The judge is free to draw such conclusions from the non-compliance with his order as he may deem appropriate.

ARTICLE 8

When the books, documents and papers are located at another island than that where the judge, before whom the case is pending, is seated, he is entitled to instruct the local judge thereof to take the desired inspection and to make and forward an official report on his findings.

ARTICLE 9

One can only force someone to submit his bookkeeping if this serves the benefit of him, who as heir, as interested party in a community, as partner, as appointer of factors or trustees has a direct interest therein and furthermore in case of bankruptcy.


SECOND TITLE

Various Types of Companies

FIRST SECTION

General Provision

ARTICLE 10

The companies mentioned in this title are governed by the agreements between parties, by this Code and by the civil law.


SECOND SECTION

The General Partnership and The Partnership
By Way of
Silent Contribution
Also Known as Limited Partnership

ARTICLE 11

The general partnership is the partnership entered into in order to carry on a business under a common name.

ARTICLE 12

Each partner who has not been excluded therefrom, is authorized to act in the name of the partnership, to spend and receive monies, and to bind the partnership to third parties and third parties to the partnership.

ARTICLE 13

Acts which are not relevant to the partnership or to which the partners are not authorized according to the agreement, are not included under the provision of article 12.

ARTICLE 14

In a general partnership each partner is severally liable for the whole of the obligations of the partnership.

ARTICLE 15

The silent contribution partnership by, also known as limited partnership, is entered into by one person, or by more than one partner, severally liable for the whole, and one or more other persons as money contributors.

ARTICLE 16

A partnership may at the same time be a general partnership, with regard to the general partners and a limited partnership with regard to the money contributor.

ARTICLE 17

1. Except for the exception stated in the second paragraph of article 27, the name of the limited partner may not be used in the firm.

◆ ◆ ◆ ◆ ◆

REQUIREMENT A>
In the code excerpt, what is a general partnership?
REQUIREMENT B>
Go on with the code excerpt on partnerships, writing the next few provisions after its final sentence.

◆ ◆ ◆ ◆ ◆

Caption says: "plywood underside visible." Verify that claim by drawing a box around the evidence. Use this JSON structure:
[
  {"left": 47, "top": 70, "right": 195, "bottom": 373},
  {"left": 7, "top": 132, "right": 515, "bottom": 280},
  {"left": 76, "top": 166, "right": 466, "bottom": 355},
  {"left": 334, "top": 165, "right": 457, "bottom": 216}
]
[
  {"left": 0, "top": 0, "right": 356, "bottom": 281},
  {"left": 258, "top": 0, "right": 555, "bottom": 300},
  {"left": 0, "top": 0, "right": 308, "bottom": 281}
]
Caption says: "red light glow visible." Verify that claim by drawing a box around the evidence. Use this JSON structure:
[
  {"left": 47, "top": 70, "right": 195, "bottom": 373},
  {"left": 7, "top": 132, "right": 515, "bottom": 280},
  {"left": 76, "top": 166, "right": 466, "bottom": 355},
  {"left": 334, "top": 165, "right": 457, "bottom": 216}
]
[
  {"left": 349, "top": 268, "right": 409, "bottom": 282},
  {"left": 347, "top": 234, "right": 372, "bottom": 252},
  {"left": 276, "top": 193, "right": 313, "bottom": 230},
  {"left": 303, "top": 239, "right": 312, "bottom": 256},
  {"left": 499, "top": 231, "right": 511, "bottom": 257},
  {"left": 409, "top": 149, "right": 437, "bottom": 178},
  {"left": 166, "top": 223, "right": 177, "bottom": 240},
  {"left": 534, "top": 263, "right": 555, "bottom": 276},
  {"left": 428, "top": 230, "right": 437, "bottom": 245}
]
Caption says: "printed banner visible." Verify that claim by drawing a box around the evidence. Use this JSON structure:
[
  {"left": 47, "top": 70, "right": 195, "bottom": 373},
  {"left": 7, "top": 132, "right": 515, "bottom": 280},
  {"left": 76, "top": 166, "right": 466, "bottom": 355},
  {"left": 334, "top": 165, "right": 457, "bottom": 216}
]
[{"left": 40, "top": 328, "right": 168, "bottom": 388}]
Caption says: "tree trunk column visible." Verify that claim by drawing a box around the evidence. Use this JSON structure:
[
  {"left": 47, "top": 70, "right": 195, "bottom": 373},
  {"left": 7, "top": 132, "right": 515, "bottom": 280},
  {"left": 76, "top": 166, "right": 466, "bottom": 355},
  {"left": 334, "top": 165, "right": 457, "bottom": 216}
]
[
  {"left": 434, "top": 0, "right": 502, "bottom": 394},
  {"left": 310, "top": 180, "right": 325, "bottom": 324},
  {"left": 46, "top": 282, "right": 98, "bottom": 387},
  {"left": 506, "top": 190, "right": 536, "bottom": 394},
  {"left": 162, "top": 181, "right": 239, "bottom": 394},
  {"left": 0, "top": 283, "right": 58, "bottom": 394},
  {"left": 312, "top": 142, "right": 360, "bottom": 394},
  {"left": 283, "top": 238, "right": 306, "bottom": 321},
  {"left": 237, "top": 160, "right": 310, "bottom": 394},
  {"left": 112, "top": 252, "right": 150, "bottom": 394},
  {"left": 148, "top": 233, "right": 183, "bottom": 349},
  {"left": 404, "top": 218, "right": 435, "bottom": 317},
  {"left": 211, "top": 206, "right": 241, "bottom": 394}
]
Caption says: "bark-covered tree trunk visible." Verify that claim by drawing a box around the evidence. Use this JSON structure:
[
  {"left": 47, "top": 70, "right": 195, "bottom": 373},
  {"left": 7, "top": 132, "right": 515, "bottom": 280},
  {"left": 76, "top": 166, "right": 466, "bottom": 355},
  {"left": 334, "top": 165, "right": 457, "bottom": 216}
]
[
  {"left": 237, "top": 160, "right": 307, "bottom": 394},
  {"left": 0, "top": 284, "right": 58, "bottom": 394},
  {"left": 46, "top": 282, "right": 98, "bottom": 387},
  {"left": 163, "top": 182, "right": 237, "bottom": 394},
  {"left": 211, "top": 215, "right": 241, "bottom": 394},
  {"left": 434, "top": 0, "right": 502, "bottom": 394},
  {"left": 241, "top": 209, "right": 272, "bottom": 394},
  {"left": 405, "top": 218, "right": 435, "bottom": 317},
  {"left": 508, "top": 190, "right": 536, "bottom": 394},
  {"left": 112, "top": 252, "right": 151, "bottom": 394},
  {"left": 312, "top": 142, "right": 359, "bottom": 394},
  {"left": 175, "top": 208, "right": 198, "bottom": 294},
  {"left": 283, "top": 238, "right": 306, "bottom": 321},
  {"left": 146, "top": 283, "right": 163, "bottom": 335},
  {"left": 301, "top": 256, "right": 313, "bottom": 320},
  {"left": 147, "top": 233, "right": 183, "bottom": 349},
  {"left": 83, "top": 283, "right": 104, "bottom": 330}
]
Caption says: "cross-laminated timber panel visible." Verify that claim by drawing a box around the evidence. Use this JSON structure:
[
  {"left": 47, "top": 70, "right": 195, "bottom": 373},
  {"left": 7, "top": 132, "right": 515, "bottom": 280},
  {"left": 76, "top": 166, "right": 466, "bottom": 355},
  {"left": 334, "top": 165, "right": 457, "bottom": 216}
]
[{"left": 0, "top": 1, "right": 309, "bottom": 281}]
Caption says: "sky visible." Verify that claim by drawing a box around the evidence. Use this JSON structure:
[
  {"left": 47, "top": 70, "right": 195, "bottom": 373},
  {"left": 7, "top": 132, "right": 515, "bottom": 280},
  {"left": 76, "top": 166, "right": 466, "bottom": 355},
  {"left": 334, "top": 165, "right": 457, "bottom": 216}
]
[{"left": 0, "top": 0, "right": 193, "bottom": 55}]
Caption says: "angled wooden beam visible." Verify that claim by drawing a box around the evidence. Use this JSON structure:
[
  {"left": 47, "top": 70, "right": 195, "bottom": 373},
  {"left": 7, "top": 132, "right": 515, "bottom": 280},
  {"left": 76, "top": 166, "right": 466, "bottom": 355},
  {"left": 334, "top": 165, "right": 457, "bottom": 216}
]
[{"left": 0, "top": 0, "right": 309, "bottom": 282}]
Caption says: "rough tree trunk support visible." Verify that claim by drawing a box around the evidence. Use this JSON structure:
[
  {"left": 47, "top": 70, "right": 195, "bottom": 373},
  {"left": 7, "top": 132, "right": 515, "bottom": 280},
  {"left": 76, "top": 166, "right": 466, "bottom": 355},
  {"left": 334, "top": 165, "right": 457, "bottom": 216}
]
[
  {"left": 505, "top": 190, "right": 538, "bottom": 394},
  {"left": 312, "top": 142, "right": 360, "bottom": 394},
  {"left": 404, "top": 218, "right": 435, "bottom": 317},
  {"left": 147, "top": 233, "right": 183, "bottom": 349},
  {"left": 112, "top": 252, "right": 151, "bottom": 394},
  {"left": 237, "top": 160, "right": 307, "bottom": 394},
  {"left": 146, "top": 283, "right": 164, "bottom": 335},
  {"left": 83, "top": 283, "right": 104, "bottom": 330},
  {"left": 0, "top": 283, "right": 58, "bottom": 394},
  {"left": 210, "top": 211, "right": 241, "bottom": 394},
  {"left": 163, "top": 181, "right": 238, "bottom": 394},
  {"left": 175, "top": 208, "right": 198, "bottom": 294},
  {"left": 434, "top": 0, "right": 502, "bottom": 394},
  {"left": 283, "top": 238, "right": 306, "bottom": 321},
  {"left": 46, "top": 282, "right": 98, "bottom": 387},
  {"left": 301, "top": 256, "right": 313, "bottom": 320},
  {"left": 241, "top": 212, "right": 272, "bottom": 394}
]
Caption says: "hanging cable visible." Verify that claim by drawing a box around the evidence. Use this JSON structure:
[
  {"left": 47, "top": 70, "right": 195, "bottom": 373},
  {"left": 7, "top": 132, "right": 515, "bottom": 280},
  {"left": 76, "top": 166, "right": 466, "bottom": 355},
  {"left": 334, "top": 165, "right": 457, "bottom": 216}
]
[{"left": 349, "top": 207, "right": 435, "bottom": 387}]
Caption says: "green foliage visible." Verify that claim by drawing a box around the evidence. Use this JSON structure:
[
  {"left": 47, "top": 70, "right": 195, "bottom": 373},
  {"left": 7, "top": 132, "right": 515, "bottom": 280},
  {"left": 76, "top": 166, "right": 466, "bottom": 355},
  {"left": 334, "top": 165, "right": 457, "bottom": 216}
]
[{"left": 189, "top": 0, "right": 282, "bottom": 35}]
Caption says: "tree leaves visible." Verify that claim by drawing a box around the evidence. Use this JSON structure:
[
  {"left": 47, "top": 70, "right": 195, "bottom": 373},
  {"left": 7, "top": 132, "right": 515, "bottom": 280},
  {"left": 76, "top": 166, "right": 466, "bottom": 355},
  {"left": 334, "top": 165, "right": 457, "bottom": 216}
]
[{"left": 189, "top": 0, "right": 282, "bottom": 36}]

◆ ◆ ◆ ◆ ◆

OUTPUT A>
It is the partnership entered into in order to carry on a business under a common name.

OUTPUT B>
2. Said partner may neither perform acts of management nor be employed in the business of the partnership.
3. He shall not bear in the losses more than to the amount of the funds that he has contributed or had to contribute in the partnership, without ever being obliged to give back the profits received.
Unless agreed otherwise between parties, a partner can not transfer his interest in the partnership without permission of the other partners.

ARTICLE 18

The limited partner who violates the provisions of the first or second paragraph of the foregoing article, is jointly and severally liable for the whole of all debts and obligations of the partnership.

ARTICLE 19

The general partnership and the limited partnership must be entered into by authentic or private deed; however, the absence of a deed may not be held against third parties.

ARTICLE 20

The general partners are obliged to have the partnership registered with the Commercial Register, in accordance with the legal provisions in force therefor.

ARTICLES 21 THROUGH 25

Repealed

ARTICLE 26

As long as the registration in the Commercial Register has not taken place, the general partnership shall be considered, vis-à-vis third parties, as general for all matters, as entered into for an unlimited period of time and as not excluding any of the partners from the right to act for the firm and sign on its behalf.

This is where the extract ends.